DOCUMENT PASSAGE:
================================

Bai Brands, founded by Princetonian Ben Weiss in August 2009, currently boasts sales of $20 million a year of its antioxidant beverages, which mix coffeefruit and exotic fruit juices.
Bai Brands CEO Ben Weiss, a resident of Princeton, has been named Entrepreneur of the Year by the Princeton Chamber of Commerce.
By Michele Alperin
Ben Weiss, Princeton resident and founder and CEO of Hamilton-based Bai Brands, will be celebrated as the Princeton Regional Chamber of Commerce’s Entrepreneur of the Year at the chamber’s annual awards gala on Dec. 4.
Weiss’s fast-growing company sold its first case of coffeefruit beverage in August 2009 and four years later has sales of $20 million a year, with about 66 full-time employees and more than 300 brand ambassadors who independently promote the brand.
“I think Ben is a very progressive entrepreneur who has created a unique niche with Bai, and we are very impressed that he continues to expand the company nationally and we are very glad we can be part of that,” said Peter Crowley, chamber CEO and president.
Potential entrepreneurs are nominate by chamber members, then checked to make sure they meet the Small Business Administration guidelines. Independent judges, one an active professor and one retired, interview a dozen or so nominees about their background, financials, and growth projections, and then recommend a winner.
In 1992, fresh out of Boston University with a degree in finance, Weiss did the expected — he put on his blue suit and white shirt and went to work for a bank.
“I did it for a year, knowing it was not where my passion lay,” he said. “Then I started my love affair with coffee.”
Aware of the new wave of coffee coming through the Pacific Northwest and California, he fell in love with the industry, even at the most basic level of walking up to a coffee bar and being part of that culture.

================================

RECORDS FOR THE TASK:
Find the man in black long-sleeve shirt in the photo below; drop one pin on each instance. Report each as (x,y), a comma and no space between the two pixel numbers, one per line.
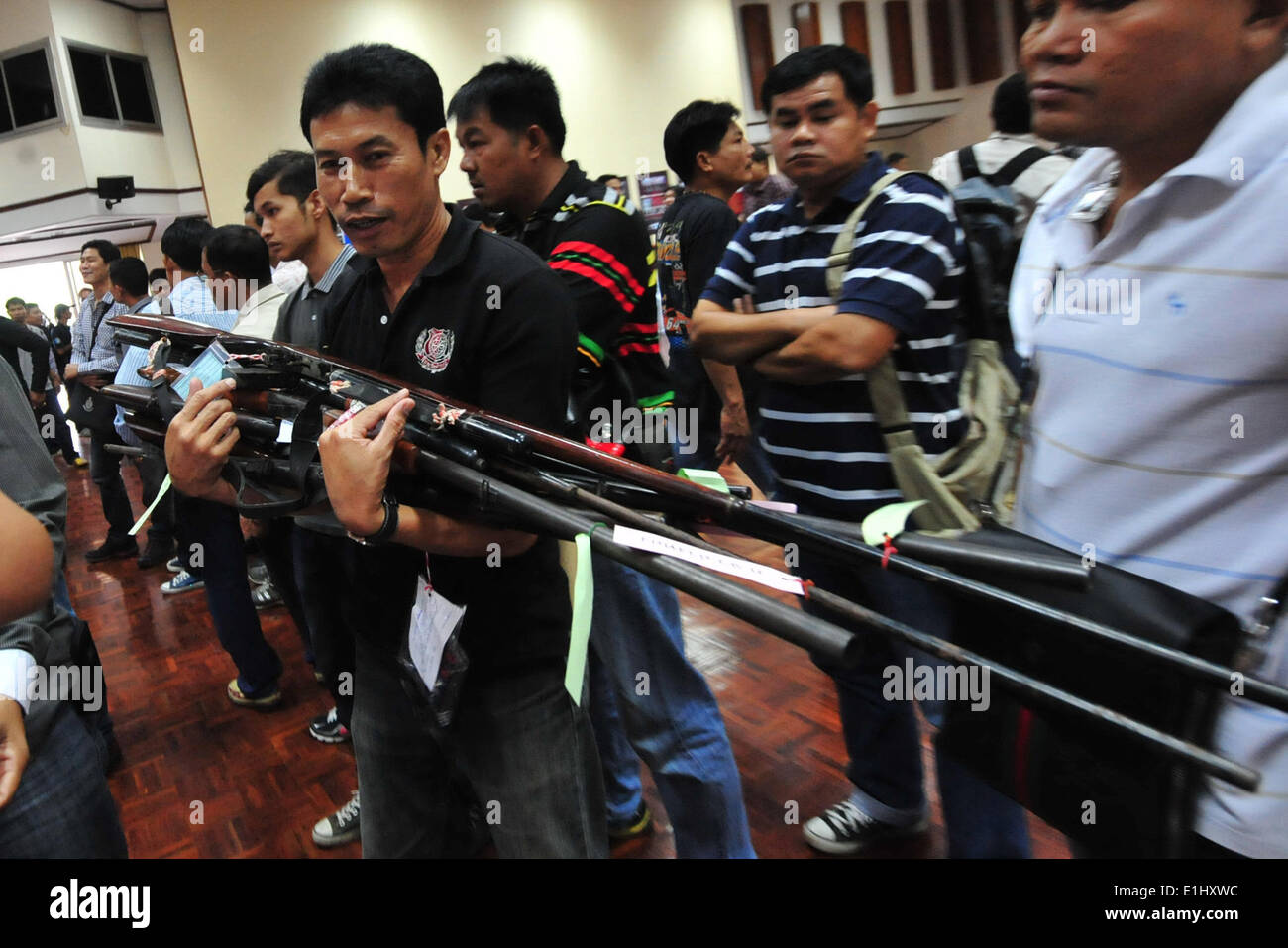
(14,335)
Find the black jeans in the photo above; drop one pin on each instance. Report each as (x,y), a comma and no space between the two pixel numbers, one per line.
(51,416)
(211,544)
(518,740)
(104,469)
(277,548)
(320,578)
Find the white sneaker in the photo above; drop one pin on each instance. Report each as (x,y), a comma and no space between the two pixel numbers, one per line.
(340,827)
(181,582)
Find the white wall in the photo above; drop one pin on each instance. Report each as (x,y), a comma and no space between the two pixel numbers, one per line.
(108,153)
(971,124)
(622,68)
(26,158)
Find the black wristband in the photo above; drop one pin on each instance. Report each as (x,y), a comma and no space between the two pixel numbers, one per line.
(386,530)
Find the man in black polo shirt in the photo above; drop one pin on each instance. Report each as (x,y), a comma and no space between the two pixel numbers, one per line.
(511,132)
(449,307)
(704,146)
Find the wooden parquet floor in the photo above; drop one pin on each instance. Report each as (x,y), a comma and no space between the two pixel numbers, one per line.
(205,779)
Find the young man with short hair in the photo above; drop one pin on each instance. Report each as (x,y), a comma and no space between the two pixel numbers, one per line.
(129,278)
(97,357)
(1013,156)
(763,189)
(900,295)
(706,149)
(511,133)
(420,311)
(17,347)
(50,415)
(54,798)
(1157,432)
(236,263)
(296,224)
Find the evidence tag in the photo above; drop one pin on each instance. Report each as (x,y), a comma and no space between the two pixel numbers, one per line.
(434,651)
(209,368)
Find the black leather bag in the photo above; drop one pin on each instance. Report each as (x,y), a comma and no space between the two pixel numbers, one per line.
(89,408)
(1111,793)
(85,406)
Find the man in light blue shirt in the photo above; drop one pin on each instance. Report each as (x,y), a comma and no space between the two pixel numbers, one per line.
(1150,292)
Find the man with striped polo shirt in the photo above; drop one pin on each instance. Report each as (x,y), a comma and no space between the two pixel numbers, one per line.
(900,296)
(1150,292)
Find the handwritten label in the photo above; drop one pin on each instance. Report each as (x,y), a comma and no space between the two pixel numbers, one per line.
(730,566)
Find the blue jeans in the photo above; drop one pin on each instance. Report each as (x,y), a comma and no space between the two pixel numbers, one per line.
(63,807)
(321,579)
(670,717)
(223,567)
(518,741)
(881,736)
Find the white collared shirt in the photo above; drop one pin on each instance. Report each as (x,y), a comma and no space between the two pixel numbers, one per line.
(258,316)
(1159,434)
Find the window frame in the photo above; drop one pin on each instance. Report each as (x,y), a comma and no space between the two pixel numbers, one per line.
(59,116)
(119,123)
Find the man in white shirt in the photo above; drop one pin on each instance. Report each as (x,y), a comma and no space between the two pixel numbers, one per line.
(236,263)
(1150,292)
(1013,156)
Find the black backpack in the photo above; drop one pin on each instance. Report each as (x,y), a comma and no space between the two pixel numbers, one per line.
(988,209)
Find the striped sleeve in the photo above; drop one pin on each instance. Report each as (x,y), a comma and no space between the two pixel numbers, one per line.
(905,252)
(734,275)
(605,261)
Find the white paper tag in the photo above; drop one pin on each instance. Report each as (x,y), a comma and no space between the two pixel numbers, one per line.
(433,620)
(765,576)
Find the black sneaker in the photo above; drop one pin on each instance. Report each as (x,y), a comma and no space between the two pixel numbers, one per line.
(638,824)
(327,728)
(156,553)
(844,830)
(340,827)
(114,549)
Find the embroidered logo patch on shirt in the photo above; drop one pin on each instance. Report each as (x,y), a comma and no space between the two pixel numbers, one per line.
(434,350)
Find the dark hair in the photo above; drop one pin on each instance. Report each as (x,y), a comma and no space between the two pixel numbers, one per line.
(292,170)
(811,62)
(1012,110)
(132,274)
(183,241)
(375,75)
(239,252)
(699,127)
(106,249)
(516,94)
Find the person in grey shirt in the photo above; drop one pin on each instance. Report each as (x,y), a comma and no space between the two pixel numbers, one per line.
(54,801)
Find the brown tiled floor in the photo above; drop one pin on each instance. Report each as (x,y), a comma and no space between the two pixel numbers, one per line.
(204,779)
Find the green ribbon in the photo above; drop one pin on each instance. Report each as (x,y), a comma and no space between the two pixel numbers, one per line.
(583,607)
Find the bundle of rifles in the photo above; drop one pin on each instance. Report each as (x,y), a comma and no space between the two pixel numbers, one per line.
(1087,703)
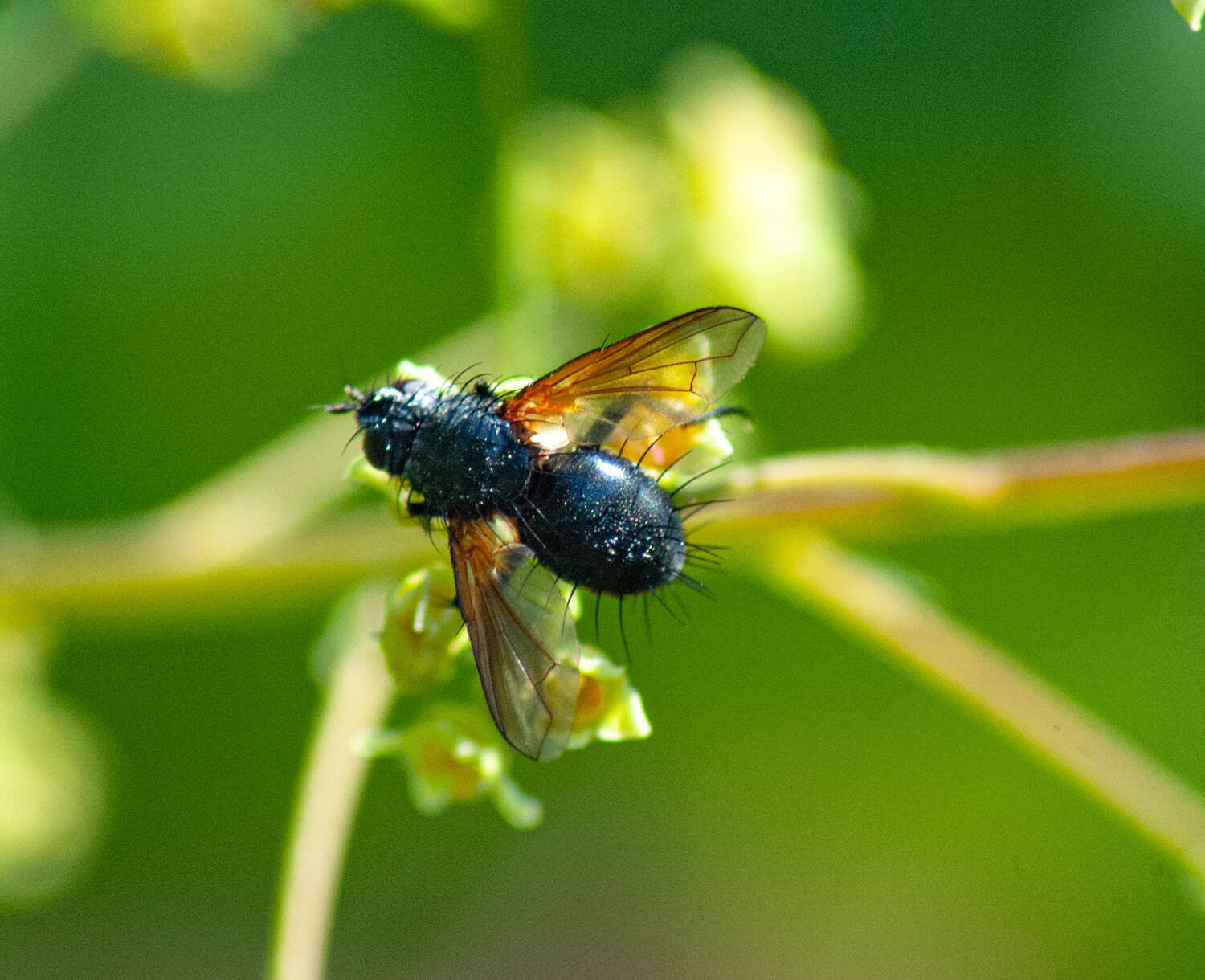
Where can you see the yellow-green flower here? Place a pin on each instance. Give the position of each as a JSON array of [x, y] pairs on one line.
[[219, 41], [609, 708], [423, 632], [452, 755], [768, 228]]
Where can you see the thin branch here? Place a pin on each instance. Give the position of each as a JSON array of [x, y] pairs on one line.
[[164, 566], [864, 598], [359, 693]]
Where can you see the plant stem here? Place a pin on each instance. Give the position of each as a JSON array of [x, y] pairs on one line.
[[211, 553], [358, 696], [872, 603]]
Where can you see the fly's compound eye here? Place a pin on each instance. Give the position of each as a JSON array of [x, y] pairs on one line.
[[376, 446]]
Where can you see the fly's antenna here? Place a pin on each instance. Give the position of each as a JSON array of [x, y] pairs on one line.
[[357, 399]]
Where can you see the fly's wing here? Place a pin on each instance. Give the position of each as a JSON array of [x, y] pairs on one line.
[[523, 639], [643, 386]]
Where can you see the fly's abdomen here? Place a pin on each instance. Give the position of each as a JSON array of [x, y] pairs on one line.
[[602, 522]]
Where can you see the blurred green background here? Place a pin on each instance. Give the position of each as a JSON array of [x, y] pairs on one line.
[[185, 269]]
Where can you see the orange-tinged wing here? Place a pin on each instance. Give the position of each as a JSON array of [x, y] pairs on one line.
[[523, 639], [641, 387]]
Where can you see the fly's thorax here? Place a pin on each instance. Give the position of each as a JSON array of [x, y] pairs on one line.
[[465, 459], [602, 522]]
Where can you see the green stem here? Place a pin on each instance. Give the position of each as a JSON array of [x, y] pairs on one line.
[[917, 635], [239, 538], [357, 698]]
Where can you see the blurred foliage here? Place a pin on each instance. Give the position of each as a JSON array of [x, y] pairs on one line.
[[187, 267]]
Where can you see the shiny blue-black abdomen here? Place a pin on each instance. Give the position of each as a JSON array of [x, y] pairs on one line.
[[602, 522]]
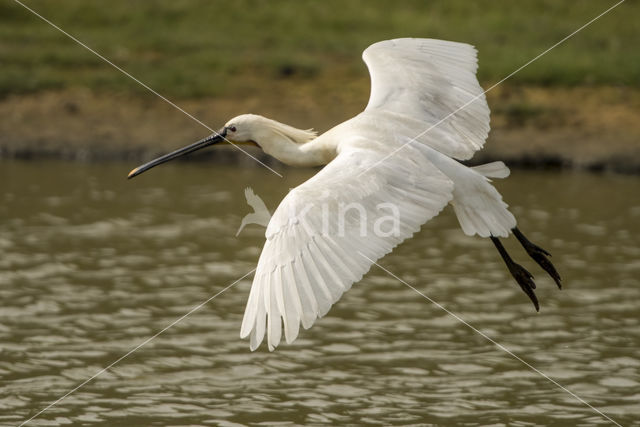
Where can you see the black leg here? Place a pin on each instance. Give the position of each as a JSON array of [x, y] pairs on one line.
[[539, 255], [522, 276]]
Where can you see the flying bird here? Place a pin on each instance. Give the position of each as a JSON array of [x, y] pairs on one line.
[[388, 170]]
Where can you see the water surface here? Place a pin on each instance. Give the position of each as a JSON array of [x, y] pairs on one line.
[[92, 265]]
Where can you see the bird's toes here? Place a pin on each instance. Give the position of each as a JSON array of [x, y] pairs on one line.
[[526, 283], [547, 266]]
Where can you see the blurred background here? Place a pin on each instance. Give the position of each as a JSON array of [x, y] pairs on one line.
[[575, 107], [91, 265]]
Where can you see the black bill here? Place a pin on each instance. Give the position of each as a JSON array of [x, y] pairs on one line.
[[210, 140]]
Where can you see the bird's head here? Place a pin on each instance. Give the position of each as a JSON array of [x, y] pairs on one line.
[[246, 129]]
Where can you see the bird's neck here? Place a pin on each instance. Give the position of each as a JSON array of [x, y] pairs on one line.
[[290, 151]]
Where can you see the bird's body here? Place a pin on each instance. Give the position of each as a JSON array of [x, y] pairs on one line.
[[388, 171]]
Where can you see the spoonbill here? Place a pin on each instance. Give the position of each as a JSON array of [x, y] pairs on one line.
[[396, 162]]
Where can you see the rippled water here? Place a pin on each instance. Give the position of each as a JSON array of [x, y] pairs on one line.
[[92, 265]]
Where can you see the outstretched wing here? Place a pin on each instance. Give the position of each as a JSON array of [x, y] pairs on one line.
[[326, 232], [419, 83]]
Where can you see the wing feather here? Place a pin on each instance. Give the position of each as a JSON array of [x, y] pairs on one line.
[[418, 83], [309, 260]]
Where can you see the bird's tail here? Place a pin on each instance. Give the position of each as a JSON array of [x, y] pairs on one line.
[[493, 170], [479, 206]]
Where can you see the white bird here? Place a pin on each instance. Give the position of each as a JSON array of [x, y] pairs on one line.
[[388, 170]]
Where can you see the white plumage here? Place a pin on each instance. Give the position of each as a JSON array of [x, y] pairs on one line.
[[306, 265], [393, 165]]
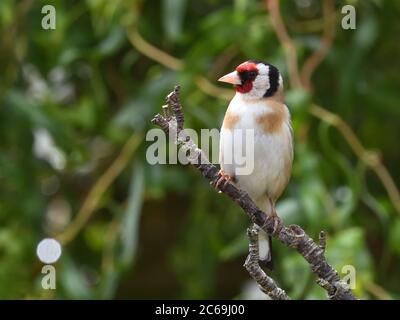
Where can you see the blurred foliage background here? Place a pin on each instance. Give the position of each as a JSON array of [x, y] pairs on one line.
[[76, 103]]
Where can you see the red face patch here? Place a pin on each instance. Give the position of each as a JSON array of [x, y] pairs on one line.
[[246, 66]]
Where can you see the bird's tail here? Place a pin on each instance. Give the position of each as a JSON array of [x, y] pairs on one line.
[[264, 240]]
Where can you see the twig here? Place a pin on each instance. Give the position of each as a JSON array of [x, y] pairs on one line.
[[292, 236], [266, 283]]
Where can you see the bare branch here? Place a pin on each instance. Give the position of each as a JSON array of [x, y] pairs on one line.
[[266, 283], [292, 236]]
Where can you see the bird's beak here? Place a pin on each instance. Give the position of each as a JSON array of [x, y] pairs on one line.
[[231, 78]]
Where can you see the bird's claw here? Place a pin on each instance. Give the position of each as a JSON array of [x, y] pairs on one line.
[[222, 180]]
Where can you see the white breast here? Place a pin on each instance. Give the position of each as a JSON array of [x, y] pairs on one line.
[[272, 154]]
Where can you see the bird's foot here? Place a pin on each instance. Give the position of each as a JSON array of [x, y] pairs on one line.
[[222, 180], [277, 222]]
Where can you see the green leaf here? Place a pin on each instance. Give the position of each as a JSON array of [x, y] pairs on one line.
[[173, 14], [130, 222]]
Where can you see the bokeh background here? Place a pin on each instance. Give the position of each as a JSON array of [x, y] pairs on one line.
[[76, 103]]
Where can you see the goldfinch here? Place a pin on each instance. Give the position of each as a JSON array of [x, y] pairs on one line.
[[257, 108]]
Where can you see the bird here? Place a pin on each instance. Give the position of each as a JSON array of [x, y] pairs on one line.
[[258, 107]]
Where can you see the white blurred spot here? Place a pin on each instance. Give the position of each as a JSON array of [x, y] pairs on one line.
[[44, 148], [48, 250]]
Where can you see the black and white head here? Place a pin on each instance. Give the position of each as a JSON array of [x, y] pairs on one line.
[[255, 80]]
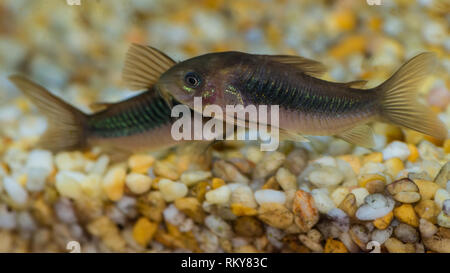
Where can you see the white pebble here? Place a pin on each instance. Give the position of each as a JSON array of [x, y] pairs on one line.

================================

TASKS TO CARRY OUT:
A - According to the Bai Brands article, roughly how many full-time employees does the company have?
B - Please copy, word for word, everything in the rows from the line containing "Where can you see the black leg" down to the line containing "[[326, 232], [419, 83]]", both of those lines included.
The Bai Brands article and the rows have no connection to each other.

RESULTS:
A - About 66.

B -
Where can you see the black leg here? Place a pin on each instance. Give the position of each as a JSON array of [x, y] pairs on one line.
[[539, 255], [522, 276]]
Where can you see the flying bird here? Place a pin on each instance. Give the position of each as a JSON array of [x, y] pairs on one line.
[[388, 170]]
Where can you see the water surface here? Place a pin on each instance. Give the position of each as a JSON array of [x, y] pairs on one line.
[[92, 265]]
Where can you see the bird's toes here? Place a pin on each instance. Give the position of each as a JSON array of [x, y] pairs on one line.
[[526, 283], [547, 266]]
Where can you see the blurred background here? Place a pin on each instance. Give the position of each as a JSON array of [x, y] pairs on one line.
[[575, 107], [91, 265]]
Where can you see the black bill here? Place a pin on each instance. Give the position of each as a JSON array of [x, y] pairs on one line.
[[210, 140]]
Where can you see the bird's head here? Place a pin on each instance. Give the position of each as a JSON array of [x, y] pairs on one line.
[[246, 129]]
Where can you see the bird's neck here? Place a pin on each instance. Give the position of each as a JSON array of [x, y] pairs on one line.
[[290, 151]]
Where can you see the bird's body here? Place a pin on each instance. Give the position of each as a JSON array of [x, y] pairs on one line.
[[388, 171]]
Where can you see the spoonbill here? Place a pin on each instance. Give the position of each as a JSON array of [x, y] pairs on one line.
[[396, 162]]
Where can you see the rippled water here? Place a pin on each instance. Give the position of each as a JSON array of [x, y] pairs on one line.
[[92, 265]]
Where can you see the outstretched wing here? Place a pin on each instance. Give the position of each as a JSON array of [x, y] pairs on one line.
[[326, 232], [419, 83]]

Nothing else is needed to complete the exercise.